━━━━━ Passage shown ━━━━━

Marx’s feelings of friendship for Bakunin were not affected by the fact that the latter took part in the congresses of the League for Peace and Freedom. The first congress of the League had already taken place in Geneva when Marx sent a copy of the first volume of his Capital with a personal dedication to Bakunin. Receiving no word of thanks he made inquiries of a Russian emigrant in Geneva, to whom he had written on another matter, concerning his “ old friend Bakunin ”, although he already harboured a faint doubt as to whether Bakunin was still his friend or not. The answer to this indirect inquiry was Bakunin’s letter of the 22nd of December in which he promised to follow Marx along the path which the latter had been pursuing for twenty years.

On the day Bakunin wrote this letter the General Council had already decided to reject the request of the Alliance of Socialist Democracy, forwarded through Becker, for permission to affiliate to the International. Marx was the prime mover in this rejection. He had known of the existence of the Alliance, which had been announced in Der Vorbote, but he had regarded it up to then as a stillborn local growth and not of any importance. He knew Becker as an otherwise reliable comrade, but inclined to indulge in organizational dabblings. Becker forwarded the programme and the statutes of the Alliance and declared in an accompanying letter to the General Council that the Alliance was anxious to make good the lack of “ idealism ” in the International.

This unfortunate observation caused “ great wrath ” amongst the members of the General Council, “ and particularly amongst the French ”, as Marx wrote to Engels, and the rejection of the application of the Alliance was decided on immediately. Marx was instructed by the General Council to write the letter con




veying its decision in the matter. The letter which he wrote to Engels “ after midnight” on the I 8th of December to obtain the latter’s advice indicates that he himself was somewhat indignant about the affair. “ Borkheim was right this time,” he added. He was exercised not so much by the programme of the Alliance as by its statutes. The programme declared above all that the Alliance was atheist. It demanded the abolition of all religions, the replacement of belief by science, and of divine justice by human justice. It then demanded political, economic and social equality for all classes and all individuals of both sexes, and a beginning was to be made with the abolition of the right of inheritance. It further demanded that all children of both sexes should receive equal opportunities for development from birth on, that is to say, material care and education on all fields of science, industry and the arts. And finally the programme condemned all forms of political activity which did not aim directly at securing the victory of labour over capital.


Marx’s verdict on this programme was not a flattering one. A little while afterwards he referred to it as “ an olla podrida of worn-out platitudes, an empty rigmarole, a rosary of pretentious notions to make the flesh creep, a banal improvization aiming at nothing more than a temporary effect ”. However, in theoretical matters the International was prepared to tolerate much, for its historical task was to develop a joint programme for the international proletariat out of its practical activity, but just for this reason its organization was of paramount importance as the preliminary condition for all successful practical activity, whereas the statutes of the Alliance made dangerous encroachments precisely on this field.

━━━━━ Supplied information ━━━━━

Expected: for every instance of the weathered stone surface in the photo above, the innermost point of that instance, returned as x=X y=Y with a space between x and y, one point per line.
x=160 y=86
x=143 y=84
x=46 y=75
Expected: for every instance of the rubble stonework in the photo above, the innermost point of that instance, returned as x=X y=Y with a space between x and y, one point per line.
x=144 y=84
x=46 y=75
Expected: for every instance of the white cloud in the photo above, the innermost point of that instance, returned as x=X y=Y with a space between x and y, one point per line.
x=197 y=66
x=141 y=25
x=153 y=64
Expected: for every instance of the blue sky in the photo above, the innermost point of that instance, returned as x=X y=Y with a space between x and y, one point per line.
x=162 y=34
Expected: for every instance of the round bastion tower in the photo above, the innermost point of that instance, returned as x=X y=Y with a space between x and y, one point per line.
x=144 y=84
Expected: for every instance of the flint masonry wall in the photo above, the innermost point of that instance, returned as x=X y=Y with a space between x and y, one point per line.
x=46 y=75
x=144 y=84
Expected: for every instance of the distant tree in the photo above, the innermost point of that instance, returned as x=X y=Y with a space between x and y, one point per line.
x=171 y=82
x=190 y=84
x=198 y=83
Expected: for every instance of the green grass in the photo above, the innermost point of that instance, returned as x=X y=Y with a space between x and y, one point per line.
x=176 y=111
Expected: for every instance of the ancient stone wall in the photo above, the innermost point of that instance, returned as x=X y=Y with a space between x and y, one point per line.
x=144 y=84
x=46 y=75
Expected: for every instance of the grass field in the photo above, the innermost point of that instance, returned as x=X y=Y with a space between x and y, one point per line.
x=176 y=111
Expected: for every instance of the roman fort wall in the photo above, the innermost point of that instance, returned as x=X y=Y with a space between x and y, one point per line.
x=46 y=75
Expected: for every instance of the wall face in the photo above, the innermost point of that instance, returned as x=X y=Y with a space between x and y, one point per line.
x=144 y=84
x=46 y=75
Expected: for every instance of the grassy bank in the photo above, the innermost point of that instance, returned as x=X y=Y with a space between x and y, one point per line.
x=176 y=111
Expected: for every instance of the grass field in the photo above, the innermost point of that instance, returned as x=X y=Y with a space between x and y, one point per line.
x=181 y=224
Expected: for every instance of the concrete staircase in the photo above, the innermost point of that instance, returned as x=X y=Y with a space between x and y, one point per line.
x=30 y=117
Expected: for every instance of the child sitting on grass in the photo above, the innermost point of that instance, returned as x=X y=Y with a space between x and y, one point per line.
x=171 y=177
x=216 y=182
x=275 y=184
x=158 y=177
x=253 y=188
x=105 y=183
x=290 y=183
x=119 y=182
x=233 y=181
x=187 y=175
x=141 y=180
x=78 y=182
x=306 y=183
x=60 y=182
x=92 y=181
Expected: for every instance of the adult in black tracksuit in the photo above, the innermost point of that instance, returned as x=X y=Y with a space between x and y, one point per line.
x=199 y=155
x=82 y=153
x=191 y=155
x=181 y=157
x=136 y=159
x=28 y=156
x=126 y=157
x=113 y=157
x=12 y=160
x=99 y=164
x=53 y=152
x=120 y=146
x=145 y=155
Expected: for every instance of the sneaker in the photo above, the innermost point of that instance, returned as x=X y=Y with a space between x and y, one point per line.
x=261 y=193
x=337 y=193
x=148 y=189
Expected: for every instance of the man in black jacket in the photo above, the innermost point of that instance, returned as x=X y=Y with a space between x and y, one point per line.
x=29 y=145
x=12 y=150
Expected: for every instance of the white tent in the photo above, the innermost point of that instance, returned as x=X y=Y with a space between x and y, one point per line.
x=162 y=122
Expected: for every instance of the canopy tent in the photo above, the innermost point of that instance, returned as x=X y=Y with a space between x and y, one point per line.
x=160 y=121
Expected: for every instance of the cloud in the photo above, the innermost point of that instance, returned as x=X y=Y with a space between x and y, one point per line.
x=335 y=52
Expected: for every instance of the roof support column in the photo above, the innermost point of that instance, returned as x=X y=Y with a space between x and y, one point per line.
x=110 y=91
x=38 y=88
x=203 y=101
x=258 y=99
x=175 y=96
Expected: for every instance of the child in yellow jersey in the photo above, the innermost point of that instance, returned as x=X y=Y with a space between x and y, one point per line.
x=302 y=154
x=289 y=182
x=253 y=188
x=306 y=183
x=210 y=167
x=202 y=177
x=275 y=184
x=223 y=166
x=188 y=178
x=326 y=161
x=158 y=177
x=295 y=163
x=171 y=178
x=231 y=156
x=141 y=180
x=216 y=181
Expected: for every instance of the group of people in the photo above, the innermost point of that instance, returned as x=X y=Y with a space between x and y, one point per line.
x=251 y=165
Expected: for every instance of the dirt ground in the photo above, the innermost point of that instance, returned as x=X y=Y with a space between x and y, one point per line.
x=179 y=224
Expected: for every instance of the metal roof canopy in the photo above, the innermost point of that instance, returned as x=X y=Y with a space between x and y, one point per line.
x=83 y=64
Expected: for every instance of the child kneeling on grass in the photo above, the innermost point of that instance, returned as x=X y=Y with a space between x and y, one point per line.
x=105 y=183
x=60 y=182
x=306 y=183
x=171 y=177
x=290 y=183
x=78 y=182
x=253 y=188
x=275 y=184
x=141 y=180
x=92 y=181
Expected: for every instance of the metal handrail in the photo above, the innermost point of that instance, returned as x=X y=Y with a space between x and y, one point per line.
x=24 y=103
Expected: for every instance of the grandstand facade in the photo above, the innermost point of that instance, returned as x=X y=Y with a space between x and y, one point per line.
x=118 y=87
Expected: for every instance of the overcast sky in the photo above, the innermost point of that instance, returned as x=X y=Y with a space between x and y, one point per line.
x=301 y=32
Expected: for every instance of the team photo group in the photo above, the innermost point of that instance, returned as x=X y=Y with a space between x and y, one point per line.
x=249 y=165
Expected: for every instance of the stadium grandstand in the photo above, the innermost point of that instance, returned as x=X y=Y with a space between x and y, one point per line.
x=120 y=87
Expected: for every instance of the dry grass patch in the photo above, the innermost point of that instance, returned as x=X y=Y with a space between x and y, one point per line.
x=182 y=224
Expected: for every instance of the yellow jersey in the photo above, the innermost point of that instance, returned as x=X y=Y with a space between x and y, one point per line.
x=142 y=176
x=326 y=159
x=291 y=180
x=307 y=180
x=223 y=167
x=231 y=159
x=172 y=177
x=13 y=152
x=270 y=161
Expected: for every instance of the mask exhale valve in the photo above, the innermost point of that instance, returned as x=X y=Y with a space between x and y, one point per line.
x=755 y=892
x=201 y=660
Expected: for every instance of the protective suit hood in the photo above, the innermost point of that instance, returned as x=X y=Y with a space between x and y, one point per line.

━━━━━

■ **Given task**
Update the passage on Marx and Bakunin from "On the day Bakunin" up to and including "in the International.", replacing "programme" with "program".

■ **Final result**
On the day Bakunin wrote this letter the General Council had already decided to reject the request of the Alliance of Socialist Democracy, forwarded through Becker, for permission to affiliate to the International. Marx was the prime mover in this rejection. He had known of the existence of the Alliance, which had been announced in Der Vorbote, but he had regarded it up to then as a stillborn local growth and not of any importance. He knew Becker as an otherwise reliable comrade, but inclined to indulge in organizational dabblings. Becker forwarded the program and the statutes of the Alliance and declared in an accompanying letter to the General Council that the Alliance was anxious to make good the lack of “ idealism ” in the International.